> DAFTAR TUGAS:
- 1) Dalam tulisan tentang suara wanita sebagai aurat, apa yang cukup dilakukan wanita ketika mengingatkan imam yang keliru dalam shalatnya?
- 2) Teruskan tulisan tentang suara wanita sebagai aurat dari kalimat terakhir yang tercantum.

> CUPLIKAN HALAMAN:
━━━

Banyak wanita di jaman ini yang merelakan dirinya
menjadi komoditi. Tidak hanya wajah dan tubuhnya yang menjadi barang
dagangan, suaranya pun bisa mendatangkan banyak rupiah
Ukhti
Muslimah.... Suara empuk dan tawa canda seorang wanita terlalu sering
kita dengarkan di sekitar kita, baik secara langsung atau lewat radio
dan televisi. Terlebih lagi bila wanita itu berprofesi sebagai penyiar
atau MC karena memang termasuk modal utamanya adalah suara yang indah
dan merdu.
Begitu mudahnya wanita tersebut memperdengarkan
suaranya yang bak buluh perindu, tanpa ada rasa takut kepada Allah
Subhanahu Wa Taala. Padahal Dia telah memperingatkan: "Maka janganlah
kalian merendahkan suara dalam berbicara sehingga berkeinginan jeleklah
orang yang ada penyakit dalam hatinya dan ucapkanlah perkataan yang
ma‘ruf." (Al Ahzab: 32)
Rasulullah Shallallahu ‘Alaihi Wasallam
juga telah bersabda : "Wanita itu adalah aurat, apabila ia keluar rumah
maka syaitan menghias-hiasinya (membuat indah dalam pandangan laki-laki
sehingga ia terfitnah)". (HR. At Tirmidzi, dishahihkan dengan syarat
Muslim oleh Asy Syaikh Muqbil bin Hadi Al Wadi`i dalam Ash Shahihul
Musnad, 2/36).
Suara merupakan bagian dari wanita sehingga suara
termasuk aurat, demikian fatwa yang disampaikan Asy Syaikh Shalih bin
Fauzan bin Abdillah Al Fauzan dan Asy Syaikh Abdullah bin Abdirrahman Al
Jibrin sebagaimana dinukil dalam kitab Fatawa Al Marah Al Muslimah (1/
431, 434)
Para wanita diwajibkan untuk menjauhi setiap perkara
yang dapat mengantarkan kepada fitnah. Apabila ia memperdengarkan
suaranya, kemudian dengan itu terfitnahlah kaum lelaki, maka seharusnya
ia menghentikan ucapannya. Oleh karena itu para wanita diperintahkan
untuk tidak mengeraskan suaranya ketika bertalbiyah. Ketika mengingatkan
imam yang keliru dalam shalatnya, wanita tidak boleh memperdengarkan
suaranya dengan ber-tashbih sebagaimana laki-laki, tapi cukup menepukkan
tangannya, sebagaimana tuntunan Nabi Shallallahu ‘Alaihi Wasallam:
"Ucapan tashbih itu untuk laki-laki sedang tepuk tangan untuk wanita".

━━━

> DATA YANG DITAMPILKAN:

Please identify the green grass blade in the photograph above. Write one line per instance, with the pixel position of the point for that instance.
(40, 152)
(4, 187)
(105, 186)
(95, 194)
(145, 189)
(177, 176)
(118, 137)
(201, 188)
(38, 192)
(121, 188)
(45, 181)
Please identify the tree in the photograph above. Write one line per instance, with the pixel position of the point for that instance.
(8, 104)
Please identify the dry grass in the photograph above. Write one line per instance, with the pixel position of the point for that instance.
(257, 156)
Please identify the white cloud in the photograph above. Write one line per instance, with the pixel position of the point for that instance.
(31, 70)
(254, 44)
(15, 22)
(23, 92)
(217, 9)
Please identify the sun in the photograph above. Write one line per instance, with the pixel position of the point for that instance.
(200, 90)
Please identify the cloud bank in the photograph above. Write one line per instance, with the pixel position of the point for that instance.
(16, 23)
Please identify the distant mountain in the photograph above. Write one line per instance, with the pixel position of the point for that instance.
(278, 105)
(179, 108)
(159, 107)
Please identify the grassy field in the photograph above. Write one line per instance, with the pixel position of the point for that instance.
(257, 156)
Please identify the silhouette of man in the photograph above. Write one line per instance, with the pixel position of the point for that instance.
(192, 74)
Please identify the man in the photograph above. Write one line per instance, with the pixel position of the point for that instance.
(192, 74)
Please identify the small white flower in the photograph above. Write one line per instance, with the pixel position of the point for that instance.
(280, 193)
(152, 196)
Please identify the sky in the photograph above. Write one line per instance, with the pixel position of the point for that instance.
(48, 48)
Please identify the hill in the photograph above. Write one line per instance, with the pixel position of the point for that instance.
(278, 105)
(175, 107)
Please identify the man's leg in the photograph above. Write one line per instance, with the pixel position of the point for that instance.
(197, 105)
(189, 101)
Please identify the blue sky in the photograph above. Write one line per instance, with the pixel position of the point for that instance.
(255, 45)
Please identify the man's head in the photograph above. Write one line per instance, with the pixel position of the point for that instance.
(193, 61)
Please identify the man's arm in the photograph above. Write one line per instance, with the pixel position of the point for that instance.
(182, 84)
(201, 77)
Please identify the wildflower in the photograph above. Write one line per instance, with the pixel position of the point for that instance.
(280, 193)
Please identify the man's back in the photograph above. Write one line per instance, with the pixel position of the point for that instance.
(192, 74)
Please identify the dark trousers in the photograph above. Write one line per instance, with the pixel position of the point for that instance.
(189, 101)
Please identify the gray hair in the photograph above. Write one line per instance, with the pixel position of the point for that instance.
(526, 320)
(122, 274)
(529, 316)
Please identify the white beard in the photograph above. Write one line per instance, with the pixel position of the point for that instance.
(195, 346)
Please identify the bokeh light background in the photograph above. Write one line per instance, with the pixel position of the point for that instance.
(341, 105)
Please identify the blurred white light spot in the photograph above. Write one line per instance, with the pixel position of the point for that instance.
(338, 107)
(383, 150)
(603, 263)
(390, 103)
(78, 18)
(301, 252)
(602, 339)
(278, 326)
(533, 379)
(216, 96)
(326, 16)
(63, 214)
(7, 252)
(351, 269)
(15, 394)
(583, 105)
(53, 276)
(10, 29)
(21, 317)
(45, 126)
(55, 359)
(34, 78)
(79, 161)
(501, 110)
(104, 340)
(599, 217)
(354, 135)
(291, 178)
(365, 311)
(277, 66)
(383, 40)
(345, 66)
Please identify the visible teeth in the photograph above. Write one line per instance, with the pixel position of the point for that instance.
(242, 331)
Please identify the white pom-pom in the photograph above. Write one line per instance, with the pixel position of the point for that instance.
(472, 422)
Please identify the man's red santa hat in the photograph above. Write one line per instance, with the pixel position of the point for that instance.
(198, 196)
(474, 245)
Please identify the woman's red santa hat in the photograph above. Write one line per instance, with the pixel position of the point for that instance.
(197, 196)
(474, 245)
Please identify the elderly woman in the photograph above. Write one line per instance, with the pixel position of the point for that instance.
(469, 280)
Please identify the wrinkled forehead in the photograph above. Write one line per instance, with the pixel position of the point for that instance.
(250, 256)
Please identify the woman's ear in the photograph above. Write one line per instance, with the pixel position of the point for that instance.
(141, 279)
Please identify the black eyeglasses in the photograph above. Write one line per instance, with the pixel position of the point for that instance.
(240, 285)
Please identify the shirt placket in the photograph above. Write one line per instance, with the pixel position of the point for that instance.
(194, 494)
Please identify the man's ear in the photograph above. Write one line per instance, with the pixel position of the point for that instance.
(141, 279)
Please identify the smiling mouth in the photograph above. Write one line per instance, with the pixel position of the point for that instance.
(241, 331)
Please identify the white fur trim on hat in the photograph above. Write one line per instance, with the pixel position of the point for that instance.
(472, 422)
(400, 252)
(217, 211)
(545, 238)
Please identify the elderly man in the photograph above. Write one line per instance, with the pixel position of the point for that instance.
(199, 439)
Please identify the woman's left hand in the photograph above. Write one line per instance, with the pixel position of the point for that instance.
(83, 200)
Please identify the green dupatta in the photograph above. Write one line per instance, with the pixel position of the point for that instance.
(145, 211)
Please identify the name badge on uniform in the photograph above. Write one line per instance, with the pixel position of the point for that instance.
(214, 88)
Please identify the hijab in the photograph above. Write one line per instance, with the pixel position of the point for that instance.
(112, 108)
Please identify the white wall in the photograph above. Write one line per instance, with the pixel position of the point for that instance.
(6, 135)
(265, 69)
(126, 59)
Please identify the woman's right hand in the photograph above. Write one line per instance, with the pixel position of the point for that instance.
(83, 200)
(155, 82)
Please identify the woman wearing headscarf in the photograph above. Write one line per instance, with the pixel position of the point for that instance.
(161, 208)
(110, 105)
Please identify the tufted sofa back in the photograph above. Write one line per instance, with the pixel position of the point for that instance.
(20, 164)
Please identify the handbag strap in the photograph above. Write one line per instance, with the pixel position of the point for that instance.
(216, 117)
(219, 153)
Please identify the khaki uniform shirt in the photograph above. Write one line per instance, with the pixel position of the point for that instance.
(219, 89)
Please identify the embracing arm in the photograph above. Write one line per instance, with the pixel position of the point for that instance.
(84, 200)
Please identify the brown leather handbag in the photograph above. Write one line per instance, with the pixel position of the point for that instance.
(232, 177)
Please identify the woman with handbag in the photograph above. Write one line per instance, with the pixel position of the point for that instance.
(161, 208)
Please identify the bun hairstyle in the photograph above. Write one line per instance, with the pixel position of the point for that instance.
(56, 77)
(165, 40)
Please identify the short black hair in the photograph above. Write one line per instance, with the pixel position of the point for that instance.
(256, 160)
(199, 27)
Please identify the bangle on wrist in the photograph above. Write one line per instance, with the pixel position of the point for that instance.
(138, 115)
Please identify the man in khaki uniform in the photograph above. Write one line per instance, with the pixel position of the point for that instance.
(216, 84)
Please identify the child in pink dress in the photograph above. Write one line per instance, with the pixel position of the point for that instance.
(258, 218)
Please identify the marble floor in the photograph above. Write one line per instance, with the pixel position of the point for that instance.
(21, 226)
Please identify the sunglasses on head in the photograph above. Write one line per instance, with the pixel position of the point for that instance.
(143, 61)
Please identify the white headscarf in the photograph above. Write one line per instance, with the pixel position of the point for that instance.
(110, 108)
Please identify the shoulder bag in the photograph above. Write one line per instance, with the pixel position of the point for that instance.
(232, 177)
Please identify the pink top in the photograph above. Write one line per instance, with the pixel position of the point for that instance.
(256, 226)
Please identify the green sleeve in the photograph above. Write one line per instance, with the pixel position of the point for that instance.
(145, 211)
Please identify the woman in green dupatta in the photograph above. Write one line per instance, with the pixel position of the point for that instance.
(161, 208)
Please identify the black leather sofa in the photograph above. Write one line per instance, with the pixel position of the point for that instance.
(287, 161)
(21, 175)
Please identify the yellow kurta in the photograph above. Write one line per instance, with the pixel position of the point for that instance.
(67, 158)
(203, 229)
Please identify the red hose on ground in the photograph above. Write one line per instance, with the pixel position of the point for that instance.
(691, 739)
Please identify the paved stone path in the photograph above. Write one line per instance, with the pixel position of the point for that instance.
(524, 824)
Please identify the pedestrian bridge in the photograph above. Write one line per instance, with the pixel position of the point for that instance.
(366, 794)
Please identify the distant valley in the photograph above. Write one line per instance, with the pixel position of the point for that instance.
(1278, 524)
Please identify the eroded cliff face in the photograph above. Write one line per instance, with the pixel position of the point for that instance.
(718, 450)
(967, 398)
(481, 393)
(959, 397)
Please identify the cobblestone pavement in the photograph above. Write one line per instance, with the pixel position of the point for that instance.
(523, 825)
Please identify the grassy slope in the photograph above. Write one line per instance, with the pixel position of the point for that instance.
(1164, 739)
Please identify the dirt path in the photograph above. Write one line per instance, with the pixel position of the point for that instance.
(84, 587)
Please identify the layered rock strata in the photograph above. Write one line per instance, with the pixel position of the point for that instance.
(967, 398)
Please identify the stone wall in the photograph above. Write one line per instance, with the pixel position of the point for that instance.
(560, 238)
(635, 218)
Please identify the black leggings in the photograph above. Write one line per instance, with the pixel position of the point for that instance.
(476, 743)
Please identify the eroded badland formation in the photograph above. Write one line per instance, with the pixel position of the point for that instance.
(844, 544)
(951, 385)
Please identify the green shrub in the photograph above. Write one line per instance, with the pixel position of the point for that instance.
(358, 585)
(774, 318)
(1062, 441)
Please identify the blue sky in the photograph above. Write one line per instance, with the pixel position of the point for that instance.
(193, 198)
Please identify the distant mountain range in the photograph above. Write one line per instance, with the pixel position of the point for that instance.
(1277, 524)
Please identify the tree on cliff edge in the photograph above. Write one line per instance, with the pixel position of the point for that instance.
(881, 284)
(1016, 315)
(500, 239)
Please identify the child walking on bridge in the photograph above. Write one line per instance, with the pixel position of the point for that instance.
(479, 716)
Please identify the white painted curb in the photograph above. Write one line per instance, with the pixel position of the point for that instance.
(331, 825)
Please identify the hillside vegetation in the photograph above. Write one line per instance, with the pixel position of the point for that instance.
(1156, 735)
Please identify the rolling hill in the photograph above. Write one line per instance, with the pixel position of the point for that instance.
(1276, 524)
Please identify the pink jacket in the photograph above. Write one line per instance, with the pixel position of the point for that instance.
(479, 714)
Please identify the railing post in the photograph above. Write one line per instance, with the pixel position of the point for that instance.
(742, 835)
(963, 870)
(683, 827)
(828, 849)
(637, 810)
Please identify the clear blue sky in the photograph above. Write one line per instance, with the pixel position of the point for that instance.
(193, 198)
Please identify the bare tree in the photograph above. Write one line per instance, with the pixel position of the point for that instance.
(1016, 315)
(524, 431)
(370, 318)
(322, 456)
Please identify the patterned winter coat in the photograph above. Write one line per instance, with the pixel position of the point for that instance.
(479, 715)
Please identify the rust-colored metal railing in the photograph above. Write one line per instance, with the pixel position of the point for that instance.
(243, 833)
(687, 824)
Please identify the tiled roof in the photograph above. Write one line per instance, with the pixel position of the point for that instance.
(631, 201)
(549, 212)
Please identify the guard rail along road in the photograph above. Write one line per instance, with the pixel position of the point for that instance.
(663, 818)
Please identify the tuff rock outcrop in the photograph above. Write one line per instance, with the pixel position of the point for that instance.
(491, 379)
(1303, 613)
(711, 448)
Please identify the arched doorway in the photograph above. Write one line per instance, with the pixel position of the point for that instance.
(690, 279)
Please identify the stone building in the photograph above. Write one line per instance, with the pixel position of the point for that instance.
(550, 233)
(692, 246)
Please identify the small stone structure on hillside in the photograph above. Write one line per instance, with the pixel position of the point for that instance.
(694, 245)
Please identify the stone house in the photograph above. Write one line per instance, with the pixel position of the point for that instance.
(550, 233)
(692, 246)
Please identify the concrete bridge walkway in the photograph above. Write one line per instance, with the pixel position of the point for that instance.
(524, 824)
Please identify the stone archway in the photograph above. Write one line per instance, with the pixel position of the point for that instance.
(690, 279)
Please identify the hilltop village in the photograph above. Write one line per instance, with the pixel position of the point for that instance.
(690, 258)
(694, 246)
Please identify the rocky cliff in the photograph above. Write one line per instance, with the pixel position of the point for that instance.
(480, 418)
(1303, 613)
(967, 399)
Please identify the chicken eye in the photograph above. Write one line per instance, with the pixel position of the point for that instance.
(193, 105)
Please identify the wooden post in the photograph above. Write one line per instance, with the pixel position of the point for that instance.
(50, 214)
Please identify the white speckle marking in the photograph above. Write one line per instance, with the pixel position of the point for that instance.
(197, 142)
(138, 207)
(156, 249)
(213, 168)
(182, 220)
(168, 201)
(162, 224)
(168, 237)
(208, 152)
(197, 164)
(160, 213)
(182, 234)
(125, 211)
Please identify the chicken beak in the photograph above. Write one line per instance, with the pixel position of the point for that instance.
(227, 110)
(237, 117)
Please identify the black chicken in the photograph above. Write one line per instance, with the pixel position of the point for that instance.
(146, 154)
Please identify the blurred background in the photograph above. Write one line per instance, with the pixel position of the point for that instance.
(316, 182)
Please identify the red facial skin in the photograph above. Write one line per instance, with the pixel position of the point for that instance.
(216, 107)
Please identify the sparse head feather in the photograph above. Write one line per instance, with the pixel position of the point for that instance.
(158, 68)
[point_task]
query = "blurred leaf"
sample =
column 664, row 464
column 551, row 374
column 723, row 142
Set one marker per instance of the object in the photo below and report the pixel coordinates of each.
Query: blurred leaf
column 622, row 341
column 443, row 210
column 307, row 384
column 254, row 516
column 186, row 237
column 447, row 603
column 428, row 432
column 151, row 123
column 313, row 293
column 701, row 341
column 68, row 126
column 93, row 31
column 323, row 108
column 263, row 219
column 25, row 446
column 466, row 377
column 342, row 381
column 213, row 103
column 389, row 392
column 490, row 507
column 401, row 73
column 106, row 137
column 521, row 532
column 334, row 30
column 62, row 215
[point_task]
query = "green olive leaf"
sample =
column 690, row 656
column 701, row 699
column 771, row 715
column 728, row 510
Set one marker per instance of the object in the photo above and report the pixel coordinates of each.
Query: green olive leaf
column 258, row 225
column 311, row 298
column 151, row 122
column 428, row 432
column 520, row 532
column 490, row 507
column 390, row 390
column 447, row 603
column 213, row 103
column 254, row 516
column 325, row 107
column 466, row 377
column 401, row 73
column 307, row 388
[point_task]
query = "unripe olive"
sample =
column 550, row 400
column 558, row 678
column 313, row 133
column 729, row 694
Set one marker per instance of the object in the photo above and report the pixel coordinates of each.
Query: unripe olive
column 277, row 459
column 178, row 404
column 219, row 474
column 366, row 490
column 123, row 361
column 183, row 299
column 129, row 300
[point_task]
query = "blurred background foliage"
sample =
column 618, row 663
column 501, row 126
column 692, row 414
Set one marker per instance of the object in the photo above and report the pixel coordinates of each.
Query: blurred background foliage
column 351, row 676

━━━

> PEMBAHASAN SOAL:
- 1) Ia cukup menepukkan tangannya, tidak ber-tashbih seperti laki-laki.

- 2)
(HR. Al Bukhari no. 1203 dan Muslim no. 422)
Demikian pula dalam
masalah adzan, tidak disyariatkan bagi wanita untuk mengumandangkannya
lewat menara-menara masjid karena hal itu melazimkan suara yang keras.
Ketika
terpaksa harus berbicara dengan laki-laki dikarenakan ada kebutuhan,
wanita dilarang melembutkan dan memerdukan suaranya sebagaimana larangan
Allah Subhanahu Wa Taala dalam surat Al-Ahzab di atas. Dia dibolehkan
hanya berbicara seperlunya, tanpa berpanjang kata melebihi keperluan
semula.
Al Imam Ibnu Katsir rahimahullah u berkata dalam
tafsirnya: "Makna dari ayat ini (Al-Ahzab: 32), ia berbicara dengan
laki-laki yang bukan mahramnya tanpa melembutkan suaranya, yakni tidak
seperti suaranya ketika berbicara dengan suaminya." (Tafsir Ibnu Katsir,
3/491).
Maksud penyakit dalam ayat ini adalah syahwat
(nafsu/keinginan) berzina yang kadang-kadang bertambah kuat dalam hati
ketika mendengar suara lembut seorang wanita atau ketika mendengar
ucapan sepasang suami istri, atau yang semisalnya.
Suara wanita di radio dan telepon
Asy
Syaikh Muhammad Shalih Al ‘Utsaimin rahimahullah pernah ditanya:
"Bolehkah seorang wanita berprofesi sebagai penyiar radio, di mana ia
memperdengarkan suaranya kepada laki-laki yang bukan mahramnya? Apakah
seorang laki-laki boleh berbicara dengan wanita melalui pesawat telepon
atau secara langsung?" Asy Syaikh menjawab: "Apabila seorang wanita
bekerja di stasiun radio maka dapat dipastikan ia akan ikhtilath
(bercampur baur) dengan kaum lelaki. Bahkan seringkali ia berdua saja
dengan seorang laki-laki di ruang siaran. Yang seperti ini tidak
diragukan lagi kemungkaran dan keharamannya. Telah jelas sabda Nabi
Shallallahu ‘Alaihi Wasallam: "Jangan sekali-kali seorang laki-laki
berduaan dengan seorang wanita yang bukan mahramnya."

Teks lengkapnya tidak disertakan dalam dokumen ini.